Assigned task - An exact copy of all the data is required.

Data to process -
##############################
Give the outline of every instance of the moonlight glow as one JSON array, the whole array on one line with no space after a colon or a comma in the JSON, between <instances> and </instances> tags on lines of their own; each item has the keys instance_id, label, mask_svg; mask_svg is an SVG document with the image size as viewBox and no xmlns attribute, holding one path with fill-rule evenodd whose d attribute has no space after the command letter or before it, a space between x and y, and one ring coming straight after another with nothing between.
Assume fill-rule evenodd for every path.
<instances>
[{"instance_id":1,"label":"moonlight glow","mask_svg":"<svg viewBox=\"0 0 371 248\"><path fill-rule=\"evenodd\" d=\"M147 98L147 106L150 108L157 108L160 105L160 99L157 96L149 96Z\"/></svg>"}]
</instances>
##############################
Result for this exercise -
Give the outline of every instance of the moonlight glow as one JSON array, the whole array on one line with no space after a colon or a comma in the JSON, between <instances> and </instances> tags on lines of their own; each item has the keys instance_id, label, mask_svg; mask_svg is an SVG document with the image size as viewBox and no xmlns attribute, holding one path with fill-rule evenodd whose d attribute has no space after the command letter or before it, a space between x and y, and one ring coming straight after another with nothing between.
Assume fill-rule evenodd for every path.
<instances>
[{"instance_id":1,"label":"moonlight glow","mask_svg":"<svg viewBox=\"0 0 371 248\"><path fill-rule=\"evenodd\" d=\"M147 98L147 106L150 108L157 108L160 105L160 99L157 96L149 96Z\"/></svg>"}]
</instances>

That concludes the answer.